> Short problem: Reproduce the records below verbatim, starting with their first line and going on through the line with "point(251, 309)", including both of those lines.

•••••

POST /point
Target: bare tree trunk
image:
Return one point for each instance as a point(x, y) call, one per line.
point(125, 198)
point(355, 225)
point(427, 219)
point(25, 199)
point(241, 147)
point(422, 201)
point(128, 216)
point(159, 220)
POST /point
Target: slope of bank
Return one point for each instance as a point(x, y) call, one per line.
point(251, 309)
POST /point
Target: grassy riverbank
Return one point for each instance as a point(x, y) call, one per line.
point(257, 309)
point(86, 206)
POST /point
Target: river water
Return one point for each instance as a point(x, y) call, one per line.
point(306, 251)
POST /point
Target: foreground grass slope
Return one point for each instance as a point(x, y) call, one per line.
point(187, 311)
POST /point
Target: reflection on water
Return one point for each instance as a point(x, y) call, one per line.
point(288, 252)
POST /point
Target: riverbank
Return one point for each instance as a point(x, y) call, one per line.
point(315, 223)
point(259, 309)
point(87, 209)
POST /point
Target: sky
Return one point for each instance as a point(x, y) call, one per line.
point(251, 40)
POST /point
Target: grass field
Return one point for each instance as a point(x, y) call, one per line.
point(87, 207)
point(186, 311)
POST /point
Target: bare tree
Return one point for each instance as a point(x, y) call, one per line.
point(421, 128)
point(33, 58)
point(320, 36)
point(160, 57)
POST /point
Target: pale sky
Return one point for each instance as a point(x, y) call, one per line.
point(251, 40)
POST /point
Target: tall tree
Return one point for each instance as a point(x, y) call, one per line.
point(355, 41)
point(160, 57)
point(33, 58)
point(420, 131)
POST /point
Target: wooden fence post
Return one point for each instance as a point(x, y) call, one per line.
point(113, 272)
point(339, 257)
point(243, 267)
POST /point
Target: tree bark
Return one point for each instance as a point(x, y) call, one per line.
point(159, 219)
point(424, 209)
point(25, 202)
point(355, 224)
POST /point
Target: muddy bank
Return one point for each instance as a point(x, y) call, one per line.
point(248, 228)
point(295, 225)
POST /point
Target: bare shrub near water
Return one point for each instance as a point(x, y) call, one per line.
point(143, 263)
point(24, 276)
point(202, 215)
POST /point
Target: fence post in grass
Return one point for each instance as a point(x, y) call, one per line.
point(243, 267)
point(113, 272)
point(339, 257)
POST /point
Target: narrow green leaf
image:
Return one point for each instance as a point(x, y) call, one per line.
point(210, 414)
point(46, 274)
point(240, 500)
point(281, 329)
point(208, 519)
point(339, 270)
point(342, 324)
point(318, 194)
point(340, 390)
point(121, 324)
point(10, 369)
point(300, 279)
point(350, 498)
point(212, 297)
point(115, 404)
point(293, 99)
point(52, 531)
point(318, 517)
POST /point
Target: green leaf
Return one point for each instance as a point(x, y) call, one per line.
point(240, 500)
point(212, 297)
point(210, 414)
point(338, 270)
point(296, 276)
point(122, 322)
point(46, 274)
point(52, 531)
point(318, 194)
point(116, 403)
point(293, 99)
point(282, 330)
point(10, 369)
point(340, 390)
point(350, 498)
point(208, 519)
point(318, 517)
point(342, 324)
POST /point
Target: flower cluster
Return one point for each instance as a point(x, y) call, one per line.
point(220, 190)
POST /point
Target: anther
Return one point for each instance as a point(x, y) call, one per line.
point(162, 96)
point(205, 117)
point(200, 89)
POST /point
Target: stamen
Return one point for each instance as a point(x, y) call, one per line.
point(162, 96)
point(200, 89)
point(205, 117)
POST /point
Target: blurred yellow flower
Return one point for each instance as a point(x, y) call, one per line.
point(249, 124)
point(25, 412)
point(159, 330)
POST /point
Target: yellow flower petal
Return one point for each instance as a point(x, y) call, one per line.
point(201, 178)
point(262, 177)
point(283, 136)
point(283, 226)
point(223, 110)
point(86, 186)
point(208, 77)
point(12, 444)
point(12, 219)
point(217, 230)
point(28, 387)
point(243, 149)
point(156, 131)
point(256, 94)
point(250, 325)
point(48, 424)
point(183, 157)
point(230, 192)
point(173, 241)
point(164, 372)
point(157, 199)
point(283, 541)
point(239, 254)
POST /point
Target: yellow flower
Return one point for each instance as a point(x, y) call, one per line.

•••••

> Answer to the problem:
POST /point
Target: bare tree trunk
image:
Return one point for each instance as a point(x, y) call, one per line.
point(125, 198)
point(355, 225)
point(427, 219)
point(25, 199)
point(241, 147)
point(422, 201)
point(128, 216)
point(159, 220)
POST /point
Target: slope of bank
Return one point for each instance as a point(x, y) call, one per line.
point(251, 309)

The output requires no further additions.